Document text:
━━━

Kummerowia stipulacea is a species of flowering plant in the family Fabaceae. It is known by the common name Korean clover. It is native to China, Japan, Korea, Mongolia, Taiwan, and Russia, and it is present in the eastern United States as an introduced species.

This annual herb grows prostrate, spreading, or erect stems. It grows up to 60 centimeters tall. The leaves are made up of three oval leaflets. One to five flowers occur in the leaf axils. There are cleistogamous flowers, which self-fertilize and never open, and chasmogamous flowers, which open and receive pollen from other plants. The latter flower type is purple-blue in color. The fruit is a small legume pod containing one seed. Though it often co-occurs with its congener Kummerowia striata, it is easily identified by large papery stipules which are especially visible for young leaves.

━━━

Provided data:
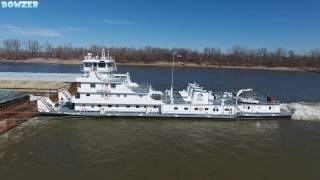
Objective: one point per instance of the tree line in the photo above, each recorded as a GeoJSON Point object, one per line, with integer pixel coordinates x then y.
{"type": "Point", "coordinates": [14, 49]}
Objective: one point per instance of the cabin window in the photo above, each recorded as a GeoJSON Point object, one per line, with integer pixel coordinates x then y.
{"type": "Point", "coordinates": [87, 64]}
{"type": "Point", "coordinates": [102, 64]}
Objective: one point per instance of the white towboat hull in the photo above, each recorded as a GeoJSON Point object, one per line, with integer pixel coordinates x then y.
{"type": "Point", "coordinates": [155, 115]}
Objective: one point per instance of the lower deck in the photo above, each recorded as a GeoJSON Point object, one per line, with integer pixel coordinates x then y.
{"type": "Point", "coordinates": [71, 113]}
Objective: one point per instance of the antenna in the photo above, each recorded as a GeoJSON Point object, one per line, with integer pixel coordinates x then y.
{"type": "Point", "coordinates": [103, 54]}
{"type": "Point", "coordinates": [172, 70]}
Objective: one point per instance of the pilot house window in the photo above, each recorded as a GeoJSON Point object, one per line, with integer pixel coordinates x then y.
{"type": "Point", "coordinates": [102, 64]}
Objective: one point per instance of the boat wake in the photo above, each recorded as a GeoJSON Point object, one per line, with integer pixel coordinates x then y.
{"type": "Point", "coordinates": [303, 110]}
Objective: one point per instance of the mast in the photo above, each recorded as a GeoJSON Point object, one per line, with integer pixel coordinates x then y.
{"type": "Point", "coordinates": [172, 70]}
{"type": "Point", "coordinates": [108, 53]}
{"type": "Point", "coordinates": [103, 54]}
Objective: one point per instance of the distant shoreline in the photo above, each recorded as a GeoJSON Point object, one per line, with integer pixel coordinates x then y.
{"type": "Point", "coordinates": [162, 64]}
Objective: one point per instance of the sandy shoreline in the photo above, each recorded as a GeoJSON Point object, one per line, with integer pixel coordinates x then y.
{"type": "Point", "coordinates": [163, 64]}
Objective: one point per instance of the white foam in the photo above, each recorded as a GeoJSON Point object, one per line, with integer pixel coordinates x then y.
{"type": "Point", "coordinates": [303, 110]}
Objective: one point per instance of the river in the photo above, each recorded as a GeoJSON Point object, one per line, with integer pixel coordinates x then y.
{"type": "Point", "coordinates": [64, 148]}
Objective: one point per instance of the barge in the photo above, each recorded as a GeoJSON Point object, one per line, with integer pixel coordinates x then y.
{"type": "Point", "coordinates": [102, 92]}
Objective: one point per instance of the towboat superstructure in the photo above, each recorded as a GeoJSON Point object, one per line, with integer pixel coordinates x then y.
{"type": "Point", "coordinates": [102, 92]}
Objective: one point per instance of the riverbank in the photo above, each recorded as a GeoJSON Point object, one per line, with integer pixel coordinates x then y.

━━━

List of tasks:
- 1) In the Korean clover text, repeat word for word the part that opens with "This annual herb" and closes with "for young leaves.".
- 2) According to the Korean clover text, what makes the plant easy to tell apart from Kummerowia striata?
- 3) Pick up the Korean clover text after its last sentence and carry it on.
Nothing in the listing is needed here.

Task results:
- 1)
This annual herb grows prostrate, spreading, or erect stems. It grows up to 60 centimeters tall. The leaves are made up of three oval leaflets. One to five flowers occur in the leaf axils. There are cleistogamous flowers, which self-fertilize and never open, and chasmogamous flowers, which open and receive pollen from other plants. The latter flower type is purple-blue in color. The fruit is a small legume pod containing one seed. Though it often co-occurs with its congener Kummerowia striata, it is easily identified by large papery stipules which are especially visible for young leaves.

- 2) Its large papery stipules, which are especially visible for young leaves.

- 3)
This plant was introduced to the United States when it was intentionally planted in Arlington, Virginia, by the USDA in 1919. This species and Japanese clover were used to revegetate abandoned coal mine sites. Its seed was spread to attract wildlife and as a forage for livestock. It was used to prevent erosion along roadsides. It was planted in rotation with cereal crops to enhance the soil. It persisted and spread. Today this plant grows in the wild and provides food for a number of mammal and bird species. It is also a high-quality livestock forage. The seed is still sold for planting. Three cultivars are available: "Climax", "Harbin", and "Rowan". Despite its status as a weed in some areas, it is not very aggressive and not considered a noxious weed.